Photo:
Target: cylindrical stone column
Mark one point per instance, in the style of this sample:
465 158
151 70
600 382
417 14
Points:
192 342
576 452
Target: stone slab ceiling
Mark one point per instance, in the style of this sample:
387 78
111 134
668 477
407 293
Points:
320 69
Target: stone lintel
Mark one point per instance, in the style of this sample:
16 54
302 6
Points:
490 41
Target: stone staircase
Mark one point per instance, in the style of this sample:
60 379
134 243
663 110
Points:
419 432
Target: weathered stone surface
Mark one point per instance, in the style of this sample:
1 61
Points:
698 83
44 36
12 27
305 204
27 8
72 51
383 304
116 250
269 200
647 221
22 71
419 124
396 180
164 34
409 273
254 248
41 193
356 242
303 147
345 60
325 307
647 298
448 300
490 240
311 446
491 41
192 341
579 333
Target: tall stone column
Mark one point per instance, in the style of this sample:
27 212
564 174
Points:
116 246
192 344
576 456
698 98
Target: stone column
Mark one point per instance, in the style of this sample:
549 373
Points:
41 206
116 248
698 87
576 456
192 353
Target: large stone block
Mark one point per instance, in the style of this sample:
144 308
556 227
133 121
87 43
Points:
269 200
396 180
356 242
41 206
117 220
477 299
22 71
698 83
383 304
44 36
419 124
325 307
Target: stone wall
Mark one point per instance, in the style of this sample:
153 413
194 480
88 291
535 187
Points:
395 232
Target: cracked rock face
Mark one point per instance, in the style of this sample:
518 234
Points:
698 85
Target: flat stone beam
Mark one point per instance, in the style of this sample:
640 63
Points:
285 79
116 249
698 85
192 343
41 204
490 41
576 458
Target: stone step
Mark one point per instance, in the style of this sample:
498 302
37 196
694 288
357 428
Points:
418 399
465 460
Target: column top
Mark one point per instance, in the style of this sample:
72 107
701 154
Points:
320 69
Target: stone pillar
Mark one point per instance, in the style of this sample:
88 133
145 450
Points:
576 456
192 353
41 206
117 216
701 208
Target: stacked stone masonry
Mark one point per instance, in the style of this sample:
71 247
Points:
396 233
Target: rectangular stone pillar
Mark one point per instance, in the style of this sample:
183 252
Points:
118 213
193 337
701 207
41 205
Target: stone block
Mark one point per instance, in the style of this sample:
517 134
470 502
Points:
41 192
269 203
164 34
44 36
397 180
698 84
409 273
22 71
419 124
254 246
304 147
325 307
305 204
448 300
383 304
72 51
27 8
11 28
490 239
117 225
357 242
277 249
········
ACTIVITY: Line by line, repeat the material precisely.

OUTPUT FOR THIS TASK:
Photo:
Target: cylindrical stone column
Mark one point per instance, in the style of this sample:
465 158
151 70
600 382
417 14
Points:
192 342
576 452
Target: stone slab ceiling
Mark one point per instance, in the style of this sample:
387 78
111 134
668 477
407 293
Points:
320 69
Target: stone lintel
Mark one point per instance, in the style of this sample:
16 54
302 6
Points:
490 41
Target: stone staircase
Mark one point per instance, in the style of this sample:
60 379
134 243
663 110
Points:
419 432
Target: weathered stone surface
Mark one point per instance, in the style of this sample:
1 61
Points:
698 83
44 36
12 27
305 204
27 8
72 51
383 304
116 250
269 200
647 221
22 71
419 124
396 180
164 34
409 273
254 248
41 193
356 242
303 147
345 60
325 307
647 298
448 300
490 240
311 446
491 41
192 341
579 333
Target: tall stone column
Mark one point per instance, in the style of this sample:
27 212
564 174
Points:
116 246
192 344
576 456
698 98
Target: stone column
Mark one point per instance, in the style of this sample:
549 373
Points:
41 206
116 248
698 87
576 456
192 353
Target: large stone block
Mark one point per instance, in the style of this sample:
144 308
556 227
133 121
87 43
Points:
269 200
396 180
356 242
41 206
117 220
477 299
22 71
698 83
383 304
44 36
419 124
325 307
Target: stone wall
Mark one point per instance, in the style of this sample:
153 413
194 480
88 291
535 187
Points:
395 232
Target: cracked rock face
Mark one point per instance, in the style of this sample:
518 234
Points:
698 85
Target: flat stone beam
Mark one point per instance, in the style of this sample:
640 63
Points:
285 79
116 249
698 85
192 343
41 204
490 41
576 458
Target: stone step
Mark one point per instance, in the style of this sample:
498 302
37 196
694 288
357 428
Points:
418 399
465 460
Target: column top
Mark one point per instance, in the style of this sample:
72 107
701 154
Points:
320 69
Target: stone pillar
Mark one point per instance, in the style of this sample:
88 133
145 450
Points:
576 456
192 353
41 206
117 216
701 208
Target: stacked stone masonry
Mark one point per instance, in the style of this sample:
71 247
Points:
396 233
Target: rectangular stone pillar
Mark one point per instance, in the style of this sample:
183 252
Points:
118 213
193 337
701 207
41 205
Target: stone block
Mark one point per instance, in the style of this sample:
517 134
470 502
Points:
41 192
269 203
164 34
44 36
397 180
698 84
409 273
22 71
419 124
254 246
304 147
325 307
305 204
448 300
383 304
72 51
27 8
11 28
490 239
117 225
357 242
277 249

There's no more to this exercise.